─── Records for this task

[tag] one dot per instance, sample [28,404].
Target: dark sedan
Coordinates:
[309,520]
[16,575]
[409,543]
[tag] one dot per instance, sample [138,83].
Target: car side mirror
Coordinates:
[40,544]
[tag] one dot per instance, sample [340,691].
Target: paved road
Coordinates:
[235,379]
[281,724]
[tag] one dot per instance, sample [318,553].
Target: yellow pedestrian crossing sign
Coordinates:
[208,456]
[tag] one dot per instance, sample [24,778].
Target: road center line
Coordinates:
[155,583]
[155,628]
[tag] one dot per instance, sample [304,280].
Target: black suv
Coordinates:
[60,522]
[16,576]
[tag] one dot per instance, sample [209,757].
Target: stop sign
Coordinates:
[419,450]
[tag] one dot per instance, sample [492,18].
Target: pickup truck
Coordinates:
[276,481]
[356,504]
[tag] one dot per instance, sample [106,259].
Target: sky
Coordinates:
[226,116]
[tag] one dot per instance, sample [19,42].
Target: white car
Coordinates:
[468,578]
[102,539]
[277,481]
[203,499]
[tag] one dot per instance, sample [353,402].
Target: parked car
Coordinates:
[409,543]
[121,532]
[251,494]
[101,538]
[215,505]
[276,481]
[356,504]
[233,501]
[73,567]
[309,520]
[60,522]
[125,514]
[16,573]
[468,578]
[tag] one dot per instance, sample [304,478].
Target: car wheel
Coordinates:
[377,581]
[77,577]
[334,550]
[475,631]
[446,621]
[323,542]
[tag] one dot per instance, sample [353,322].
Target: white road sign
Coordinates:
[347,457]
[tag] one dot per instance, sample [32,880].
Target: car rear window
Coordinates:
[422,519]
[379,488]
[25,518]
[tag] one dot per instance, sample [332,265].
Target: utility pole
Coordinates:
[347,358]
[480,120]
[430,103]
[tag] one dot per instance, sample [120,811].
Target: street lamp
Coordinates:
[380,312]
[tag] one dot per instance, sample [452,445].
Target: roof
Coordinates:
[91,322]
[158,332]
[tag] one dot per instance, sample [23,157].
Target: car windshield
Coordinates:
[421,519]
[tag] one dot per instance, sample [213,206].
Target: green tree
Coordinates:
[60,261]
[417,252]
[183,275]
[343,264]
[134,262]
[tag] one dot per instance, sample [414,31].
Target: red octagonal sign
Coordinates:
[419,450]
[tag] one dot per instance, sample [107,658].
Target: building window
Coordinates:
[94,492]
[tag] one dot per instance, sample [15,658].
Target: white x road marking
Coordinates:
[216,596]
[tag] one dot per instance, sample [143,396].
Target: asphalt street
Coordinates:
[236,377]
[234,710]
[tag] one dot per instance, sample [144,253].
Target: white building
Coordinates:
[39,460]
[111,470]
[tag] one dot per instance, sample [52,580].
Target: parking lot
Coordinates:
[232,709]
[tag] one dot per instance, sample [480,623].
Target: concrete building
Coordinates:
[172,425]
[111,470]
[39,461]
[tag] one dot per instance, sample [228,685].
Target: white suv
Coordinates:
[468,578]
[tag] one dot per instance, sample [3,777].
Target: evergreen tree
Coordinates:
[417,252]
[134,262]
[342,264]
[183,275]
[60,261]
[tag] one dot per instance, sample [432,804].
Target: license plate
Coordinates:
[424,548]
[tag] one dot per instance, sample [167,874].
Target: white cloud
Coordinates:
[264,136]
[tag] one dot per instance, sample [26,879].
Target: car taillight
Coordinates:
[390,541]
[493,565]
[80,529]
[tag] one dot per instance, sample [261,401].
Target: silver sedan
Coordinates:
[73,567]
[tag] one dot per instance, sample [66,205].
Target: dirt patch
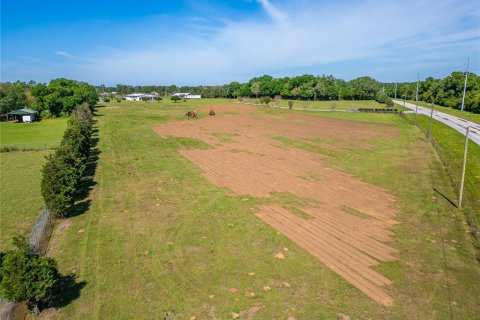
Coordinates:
[346,242]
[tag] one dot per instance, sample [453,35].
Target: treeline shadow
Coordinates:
[445,197]
[82,202]
[68,289]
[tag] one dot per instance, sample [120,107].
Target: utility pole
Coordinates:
[463,169]
[429,132]
[416,98]
[465,85]
[416,94]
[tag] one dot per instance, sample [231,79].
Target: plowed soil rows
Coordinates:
[249,161]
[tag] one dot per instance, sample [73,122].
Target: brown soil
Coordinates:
[346,243]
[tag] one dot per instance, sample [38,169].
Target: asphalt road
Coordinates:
[456,123]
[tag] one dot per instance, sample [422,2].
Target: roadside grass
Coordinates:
[160,241]
[45,134]
[475,117]
[450,147]
[331,105]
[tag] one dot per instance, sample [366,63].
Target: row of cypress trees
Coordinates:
[64,168]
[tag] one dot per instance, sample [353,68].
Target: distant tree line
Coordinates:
[58,98]
[447,91]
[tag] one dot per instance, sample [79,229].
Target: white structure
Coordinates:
[187,95]
[140,97]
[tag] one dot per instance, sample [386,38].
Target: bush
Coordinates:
[390,103]
[27,276]
[63,170]
[46,114]
[381,97]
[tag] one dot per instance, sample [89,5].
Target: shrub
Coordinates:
[27,276]
[46,114]
[390,103]
[265,100]
[381,97]
[63,170]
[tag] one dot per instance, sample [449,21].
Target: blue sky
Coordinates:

──────

Work to complete:
Write out every one of the entries above word for word, omitting the pictures.

Completed task:
[tag] one dot per instance, sample [28,404].
Target: dark sedan
Coordinates:
[309,520]
[16,575]
[409,543]
[tag] one dot per instance, sample [138,83].
Target: car side mirror
Coordinates:
[40,544]
[tag] one dot per instance, sample [340,691].
Target: paved road
Coordinates:
[235,379]
[281,724]
[tag] one dot per instance, sample [318,553].
Target: yellow pedestrian crossing sign
Coordinates:
[208,456]
[tag] one dot per instance, sample [24,778].
Target: road center line
Coordinates:
[155,583]
[155,628]
[tag] one dot per instance, sample [304,280].
Target: black suv
Coordinates:
[60,522]
[16,576]
[tag] one dot per instance, sample [209,757].
Target: stop sign
Coordinates:
[419,450]
[tag] one dot per instance, sample [492,18].
Target: pickup truck
Coordinates:
[276,481]
[356,504]
[tag] one dot per instance, sample [106,259].
Target: sky
Coordinates:
[226,116]
[tag] one dot per instance, sample [19,42].
Target: white car
Coordinates:
[468,578]
[102,539]
[277,481]
[203,499]
[tag] one dot per instance, sample [353,402].
Target: parked car
Coordinates:
[409,543]
[121,532]
[251,494]
[101,538]
[215,505]
[276,481]
[356,504]
[233,501]
[73,567]
[309,520]
[60,522]
[125,514]
[16,573]
[468,578]
[tag] one dot per instance, sample [304,478].
Target: car wheel
Coordinates:
[377,581]
[77,577]
[334,550]
[475,631]
[446,621]
[323,542]
[tag] one dot per instance, sample [353,322].
Target: white road sign
Coordinates:
[347,457]
[tag] one dot per instance, sample [32,880].
Target: car rear window
Coordinates:
[422,519]
[379,488]
[25,518]
[tag] one dot per instance, sample [332,265].
Target: utility pole
Coordinates:
[347,358]
[480,120]
[430,103]
[tag] one dot per instance, sample [120,811].
Target: street lamp
Coordinates:
[380,312]
[tag] one dot per instance, sample [452,445].
Target: roof
Coordinates:
[91,322]
[158,332]
[tag] one dot per instance, sample [23,157].
Target: car windshield
Coordinates:
[421,519]
[tag] one dot per instance, sample [213,206].
Target: green tree
Coordinates:
[60,261]
[417,252]
[183,275]
[343,264]
[134,262]
[tag] one dot per instance, sample [414,31].
Target: red octagonal sign
Coordinates:
[419,450]
[tag] one dot per instance, sample [107,658].
Target: building window
Coordinates:
[94,492]
[tag] one dot per instance, sample [15,658].
Target: white x road marking
Coordinates:
[216,596]
[tag] one dot per instance, sample [143,396].
Target: asphalt street
Coordinates:
[236,377]
[234,710]
[tag] one dot per instance, sample [144,253].
Target: white building
Coordinates:
[39,460]
[111,470]
[tag] one dot per instance, sample [52,580].
Target: parking lot
Coordinates:
[232,709]
[tag] one dot per instance, sample [480,623].
Target: concrete building
Coordinates:
[172,425]
[111,470]
[39,461]
[tag] one dot per instance, sample [228,685].
Target: white suv
Coordinates:
[468,578]
[tag] one dot per instance, sample [3,777].
Target: evergreen tree
Coordinates:
[417,252]
[134,262]
[342,264]
[183,275]
[60,261]
[tag] one dot per instance, sample [432,804].
Target: license plate
Coordinates:
[424,548]
[tag] one dot per instance, sample [167,874].
Target: white cloud
Coordinates:
[264,136]
[tag] one dot per instance, sample [26,879].
Target: car taillight
Coordinates:
[390,541]
[493,565]
[80,529]
[tag] one dot per instance, sample [261,401].
Target: silver sedan
Coordinates:
[73,567]
[tag] one dot per instance, sample [66,205].
Target: dirt patch
Coordinates:
[346,242]
[tag] one dot per instance, sample [453,35].
Target: treeline shadow
Coordinates:
[445,197]
[82,202]
[68,289]
[tag] one dot per instance, sample [120,107].
Target: utility pole
Coordinates:
[463,169]
[429,132]
[416,98]
[465,85]
[416,94]
[tag] one dot per instance, sample [231,79].
Target: plowed soil rows
Coordinates:
[249,161]
[tag] one dot per instance, sample [73,122].
Target: brown soil
Coordinates:
[346,243]
[tag] one dot per instance, sample [38,169].
Target: asphalt road
Coordinates:
[456,123]
[tag] one dot per instance, sample [422,2].
Target: roadside grass
Coordinates:
[160,241]
[45,134]
[475,117]
[450,147]
[331,105]
[tag] one dot per instance, sample [366,63].
Target: row of cypress trees
Coordinates:
[64,168]
[tag] one dot per instance, sample [353,68].
Target: distant tree line
Coordinates:
[58,98]
[447,91]
[tag] one dot per instance, sample [79,229].
Target: white structure
Coordinates:
[187,95]
[140,97]
[tag] one dot per instance, sample [386,38].
Target: bush
Coordinates:
[390,103]
[27,276]
[63,170]
[46,114]
[381,97]
[tag] one dot per instance, sample [89,5].
Target: shrub
Coordinates:
[27,276]
[46,114]
[390,103]
[265,100]
[381,97]
[63,170]
[tag] one dot per instance, sample [449,21].
Target: blue sky
Coordinates:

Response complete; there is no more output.